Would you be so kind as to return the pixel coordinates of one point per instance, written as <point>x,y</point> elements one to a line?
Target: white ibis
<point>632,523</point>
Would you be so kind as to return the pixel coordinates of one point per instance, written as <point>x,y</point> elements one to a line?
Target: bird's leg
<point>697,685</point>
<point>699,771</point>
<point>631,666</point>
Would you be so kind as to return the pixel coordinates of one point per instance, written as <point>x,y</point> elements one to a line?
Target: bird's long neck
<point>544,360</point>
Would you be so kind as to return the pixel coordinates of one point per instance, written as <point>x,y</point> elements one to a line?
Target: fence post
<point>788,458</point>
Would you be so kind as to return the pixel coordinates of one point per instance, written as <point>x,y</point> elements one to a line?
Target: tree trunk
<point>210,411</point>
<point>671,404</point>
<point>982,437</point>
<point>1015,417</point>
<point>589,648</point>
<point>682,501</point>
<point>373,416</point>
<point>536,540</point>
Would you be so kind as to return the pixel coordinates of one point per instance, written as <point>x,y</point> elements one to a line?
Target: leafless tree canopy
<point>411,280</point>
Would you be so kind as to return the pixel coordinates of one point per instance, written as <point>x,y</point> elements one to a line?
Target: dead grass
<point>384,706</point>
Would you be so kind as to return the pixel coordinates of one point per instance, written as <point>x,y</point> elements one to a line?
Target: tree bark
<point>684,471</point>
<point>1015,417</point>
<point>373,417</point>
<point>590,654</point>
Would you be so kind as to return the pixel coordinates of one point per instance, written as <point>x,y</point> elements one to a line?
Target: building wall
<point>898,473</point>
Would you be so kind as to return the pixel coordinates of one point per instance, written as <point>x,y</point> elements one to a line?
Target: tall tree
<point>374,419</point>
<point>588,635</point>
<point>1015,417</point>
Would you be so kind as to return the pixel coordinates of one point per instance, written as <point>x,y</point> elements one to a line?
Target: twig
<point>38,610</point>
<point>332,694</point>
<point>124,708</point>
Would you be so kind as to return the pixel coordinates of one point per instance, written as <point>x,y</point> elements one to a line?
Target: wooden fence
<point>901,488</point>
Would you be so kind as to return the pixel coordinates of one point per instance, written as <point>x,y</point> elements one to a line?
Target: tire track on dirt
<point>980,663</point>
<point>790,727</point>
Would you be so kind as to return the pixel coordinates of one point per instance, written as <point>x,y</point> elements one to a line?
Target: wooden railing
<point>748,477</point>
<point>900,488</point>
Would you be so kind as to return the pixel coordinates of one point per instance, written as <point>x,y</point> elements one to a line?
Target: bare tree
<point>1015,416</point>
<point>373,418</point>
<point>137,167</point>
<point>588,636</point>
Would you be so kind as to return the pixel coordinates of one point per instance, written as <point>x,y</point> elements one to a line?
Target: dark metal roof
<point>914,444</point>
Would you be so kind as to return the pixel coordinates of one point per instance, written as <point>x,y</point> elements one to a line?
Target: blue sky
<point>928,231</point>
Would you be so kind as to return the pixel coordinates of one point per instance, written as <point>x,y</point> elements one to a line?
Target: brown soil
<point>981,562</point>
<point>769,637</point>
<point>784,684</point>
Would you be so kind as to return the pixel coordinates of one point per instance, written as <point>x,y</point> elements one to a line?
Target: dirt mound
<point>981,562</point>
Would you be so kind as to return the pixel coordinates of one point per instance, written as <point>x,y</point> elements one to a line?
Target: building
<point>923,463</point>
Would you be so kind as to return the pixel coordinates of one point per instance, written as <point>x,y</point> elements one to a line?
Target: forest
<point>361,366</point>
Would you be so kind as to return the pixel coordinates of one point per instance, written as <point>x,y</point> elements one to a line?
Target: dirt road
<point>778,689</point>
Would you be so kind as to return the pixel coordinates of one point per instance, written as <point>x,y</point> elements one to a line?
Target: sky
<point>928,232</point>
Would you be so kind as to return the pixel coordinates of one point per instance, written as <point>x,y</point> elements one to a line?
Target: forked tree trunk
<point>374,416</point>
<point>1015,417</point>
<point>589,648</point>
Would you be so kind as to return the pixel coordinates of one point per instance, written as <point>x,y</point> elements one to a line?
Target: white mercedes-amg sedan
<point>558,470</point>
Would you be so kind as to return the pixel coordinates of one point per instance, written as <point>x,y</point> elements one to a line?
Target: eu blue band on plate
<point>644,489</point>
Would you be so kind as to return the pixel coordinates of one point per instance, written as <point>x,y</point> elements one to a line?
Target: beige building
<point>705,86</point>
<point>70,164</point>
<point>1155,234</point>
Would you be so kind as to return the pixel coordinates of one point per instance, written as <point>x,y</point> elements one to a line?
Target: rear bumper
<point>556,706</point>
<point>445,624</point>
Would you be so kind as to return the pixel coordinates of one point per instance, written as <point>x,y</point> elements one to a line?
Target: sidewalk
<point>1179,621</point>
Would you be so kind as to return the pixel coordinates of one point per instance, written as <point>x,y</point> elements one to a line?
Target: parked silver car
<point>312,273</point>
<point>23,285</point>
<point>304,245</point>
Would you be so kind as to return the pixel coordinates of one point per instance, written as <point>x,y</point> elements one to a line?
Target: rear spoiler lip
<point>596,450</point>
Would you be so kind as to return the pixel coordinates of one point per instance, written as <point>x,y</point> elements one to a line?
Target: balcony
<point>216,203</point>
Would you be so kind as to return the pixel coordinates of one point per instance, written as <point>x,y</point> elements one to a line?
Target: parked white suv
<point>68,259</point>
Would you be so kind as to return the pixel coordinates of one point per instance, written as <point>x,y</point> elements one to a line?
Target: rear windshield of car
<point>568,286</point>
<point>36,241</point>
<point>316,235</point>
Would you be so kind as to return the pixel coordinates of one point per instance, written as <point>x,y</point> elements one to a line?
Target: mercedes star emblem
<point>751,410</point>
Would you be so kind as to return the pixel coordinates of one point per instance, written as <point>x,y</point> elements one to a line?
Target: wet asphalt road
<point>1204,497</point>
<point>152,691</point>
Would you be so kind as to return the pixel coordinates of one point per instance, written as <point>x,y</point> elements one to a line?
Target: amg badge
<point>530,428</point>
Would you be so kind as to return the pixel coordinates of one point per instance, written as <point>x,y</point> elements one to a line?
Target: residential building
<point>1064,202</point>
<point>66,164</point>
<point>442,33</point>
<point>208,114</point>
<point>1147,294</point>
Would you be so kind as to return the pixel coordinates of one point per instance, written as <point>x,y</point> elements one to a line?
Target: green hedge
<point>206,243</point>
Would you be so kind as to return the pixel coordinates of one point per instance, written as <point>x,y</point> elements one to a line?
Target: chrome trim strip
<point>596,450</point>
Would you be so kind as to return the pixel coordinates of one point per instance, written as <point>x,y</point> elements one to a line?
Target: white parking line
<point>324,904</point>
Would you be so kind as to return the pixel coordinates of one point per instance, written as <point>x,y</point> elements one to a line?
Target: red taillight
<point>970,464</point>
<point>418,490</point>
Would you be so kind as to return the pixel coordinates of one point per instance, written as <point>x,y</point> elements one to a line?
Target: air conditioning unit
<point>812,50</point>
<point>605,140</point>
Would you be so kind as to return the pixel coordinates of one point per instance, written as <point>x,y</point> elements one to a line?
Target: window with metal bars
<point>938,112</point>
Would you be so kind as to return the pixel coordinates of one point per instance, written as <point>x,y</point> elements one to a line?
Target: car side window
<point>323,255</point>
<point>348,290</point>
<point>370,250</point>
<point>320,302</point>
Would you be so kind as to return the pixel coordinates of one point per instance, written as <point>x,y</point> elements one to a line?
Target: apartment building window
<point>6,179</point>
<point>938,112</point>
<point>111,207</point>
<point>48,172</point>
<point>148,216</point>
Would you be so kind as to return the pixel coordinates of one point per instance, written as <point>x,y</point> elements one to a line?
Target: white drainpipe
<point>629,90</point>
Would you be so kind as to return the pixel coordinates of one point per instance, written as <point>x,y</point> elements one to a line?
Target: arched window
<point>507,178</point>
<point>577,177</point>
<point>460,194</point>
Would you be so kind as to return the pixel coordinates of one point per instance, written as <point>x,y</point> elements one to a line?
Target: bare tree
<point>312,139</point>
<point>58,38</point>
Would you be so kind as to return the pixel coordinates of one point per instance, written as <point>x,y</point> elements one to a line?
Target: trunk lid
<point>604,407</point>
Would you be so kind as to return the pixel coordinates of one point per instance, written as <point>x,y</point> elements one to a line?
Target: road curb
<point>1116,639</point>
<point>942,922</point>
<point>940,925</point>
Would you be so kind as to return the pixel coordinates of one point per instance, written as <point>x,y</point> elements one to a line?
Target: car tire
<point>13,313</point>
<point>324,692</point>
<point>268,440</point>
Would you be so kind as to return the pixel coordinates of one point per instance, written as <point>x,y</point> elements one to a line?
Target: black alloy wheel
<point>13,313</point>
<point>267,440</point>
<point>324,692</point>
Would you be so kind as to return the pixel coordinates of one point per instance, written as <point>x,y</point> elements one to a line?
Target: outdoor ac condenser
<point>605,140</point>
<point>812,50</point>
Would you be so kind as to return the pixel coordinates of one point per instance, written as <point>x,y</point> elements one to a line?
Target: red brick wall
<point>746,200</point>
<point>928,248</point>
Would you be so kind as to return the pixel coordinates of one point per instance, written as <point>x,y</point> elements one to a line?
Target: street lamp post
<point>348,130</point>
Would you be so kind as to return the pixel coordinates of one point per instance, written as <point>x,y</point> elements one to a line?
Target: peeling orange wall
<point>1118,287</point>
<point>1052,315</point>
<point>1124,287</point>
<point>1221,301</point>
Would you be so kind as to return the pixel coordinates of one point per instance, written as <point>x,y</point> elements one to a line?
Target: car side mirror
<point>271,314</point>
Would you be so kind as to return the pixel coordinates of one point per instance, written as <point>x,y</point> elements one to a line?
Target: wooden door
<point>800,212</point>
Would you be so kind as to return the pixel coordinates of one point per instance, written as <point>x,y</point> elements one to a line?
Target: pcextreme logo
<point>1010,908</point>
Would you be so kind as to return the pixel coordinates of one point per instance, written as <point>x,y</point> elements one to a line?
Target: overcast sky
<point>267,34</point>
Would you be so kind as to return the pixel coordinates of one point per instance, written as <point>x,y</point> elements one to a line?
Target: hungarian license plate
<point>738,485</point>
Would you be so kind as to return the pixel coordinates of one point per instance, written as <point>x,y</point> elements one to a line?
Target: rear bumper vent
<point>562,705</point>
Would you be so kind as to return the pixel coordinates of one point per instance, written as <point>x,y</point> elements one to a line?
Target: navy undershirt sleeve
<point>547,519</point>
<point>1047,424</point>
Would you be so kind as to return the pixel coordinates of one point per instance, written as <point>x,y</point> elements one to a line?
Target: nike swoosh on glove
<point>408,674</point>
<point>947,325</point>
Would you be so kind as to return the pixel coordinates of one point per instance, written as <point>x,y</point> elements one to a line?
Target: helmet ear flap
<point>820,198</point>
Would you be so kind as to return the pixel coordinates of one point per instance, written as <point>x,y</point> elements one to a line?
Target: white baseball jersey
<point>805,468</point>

**SET PROBLEM**
Pick out every line of the entries above that contains the word "building", and copy each one.

**SOLUTION**
Target: building wall
Target: building
Target: beige building
Target: residential building
Target: apartment building window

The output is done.